§ Problem
Reproduce exactly the line containing "Query: supporting leg" and every line after it, through the last line of the records below; add nothing.

§ Provided records
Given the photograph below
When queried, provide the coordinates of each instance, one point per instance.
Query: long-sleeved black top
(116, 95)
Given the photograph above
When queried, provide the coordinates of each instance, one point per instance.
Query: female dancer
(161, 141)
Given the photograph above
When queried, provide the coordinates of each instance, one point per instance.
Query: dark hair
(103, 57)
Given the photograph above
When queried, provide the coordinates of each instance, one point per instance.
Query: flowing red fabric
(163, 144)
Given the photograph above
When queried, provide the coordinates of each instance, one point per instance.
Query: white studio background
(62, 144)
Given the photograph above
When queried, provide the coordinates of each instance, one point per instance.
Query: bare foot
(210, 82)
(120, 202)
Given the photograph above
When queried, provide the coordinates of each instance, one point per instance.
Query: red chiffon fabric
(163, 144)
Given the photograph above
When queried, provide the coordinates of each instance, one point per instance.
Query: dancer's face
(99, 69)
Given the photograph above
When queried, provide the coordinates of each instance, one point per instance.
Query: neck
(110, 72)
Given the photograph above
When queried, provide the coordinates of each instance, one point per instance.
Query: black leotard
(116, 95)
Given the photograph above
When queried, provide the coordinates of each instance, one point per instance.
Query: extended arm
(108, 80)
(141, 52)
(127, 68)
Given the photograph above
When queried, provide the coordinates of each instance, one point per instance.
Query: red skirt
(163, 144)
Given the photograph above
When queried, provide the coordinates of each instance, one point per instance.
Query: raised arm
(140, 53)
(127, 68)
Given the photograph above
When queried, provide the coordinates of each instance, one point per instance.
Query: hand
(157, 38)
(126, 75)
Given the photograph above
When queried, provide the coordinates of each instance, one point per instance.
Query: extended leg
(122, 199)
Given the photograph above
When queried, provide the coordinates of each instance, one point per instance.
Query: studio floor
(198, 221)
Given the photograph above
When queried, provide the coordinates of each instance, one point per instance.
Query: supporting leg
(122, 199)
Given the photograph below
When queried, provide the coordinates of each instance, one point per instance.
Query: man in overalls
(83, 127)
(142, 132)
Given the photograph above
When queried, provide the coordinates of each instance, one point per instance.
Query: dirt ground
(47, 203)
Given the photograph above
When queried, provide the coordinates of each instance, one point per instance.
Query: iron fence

§ Output for this exercise
Query: supporting leg
(122, 199)
Given the photograph below
When queried, provide the coordinates of each instance, one point per instance.
Query: man in overalls
(83, 127)
(142, 132)
Given the photograph above
When queried, provide the coordinates of each instance, one point per instance.
Query: dirt ground
(47, 203)
Given the photograph above
When queried, provide the coordinates of each instance, one point per instance.
Query: iron fence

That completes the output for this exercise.